Problem description
The task calls for an exact copy of the records, without any images.

Segment Start: Records supplied

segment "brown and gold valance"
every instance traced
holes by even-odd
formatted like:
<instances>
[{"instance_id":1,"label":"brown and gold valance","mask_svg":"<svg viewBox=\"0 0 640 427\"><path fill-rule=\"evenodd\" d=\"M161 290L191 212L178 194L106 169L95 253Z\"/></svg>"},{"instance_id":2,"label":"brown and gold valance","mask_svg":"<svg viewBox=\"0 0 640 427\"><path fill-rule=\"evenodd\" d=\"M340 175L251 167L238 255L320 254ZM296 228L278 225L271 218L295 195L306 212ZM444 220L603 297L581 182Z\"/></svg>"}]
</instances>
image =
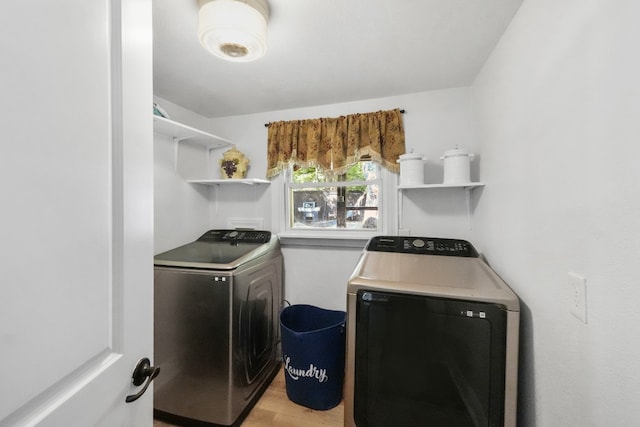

Segment End: Records supplied

Response to this task
segment "brown and gold valance"
every instance traced
holes by even-odd
formatted like:
<instances>
[{"instance_id":1,"label":"brown and gold valance","mask_svg":"<svg viewBox=\"0 0 640 427\"><path fill-rule=\"evenodd\" d=\"M161 290L191 212L178 194L106 169L95 253Z\"/></svg>"},{"instance_id":2,"label":"brown and gold valance","mask_svg":"<svg viewBox=\"0 0 640 427\"><path fill-rule=\"evenodd\" d=\"M340 175L251 167L238 255L320 254ZM296 228L278 225L271 218L295 195L306 212ZM444 220L603 297L581 182Z\"/></svg>"}]
</instances>
image =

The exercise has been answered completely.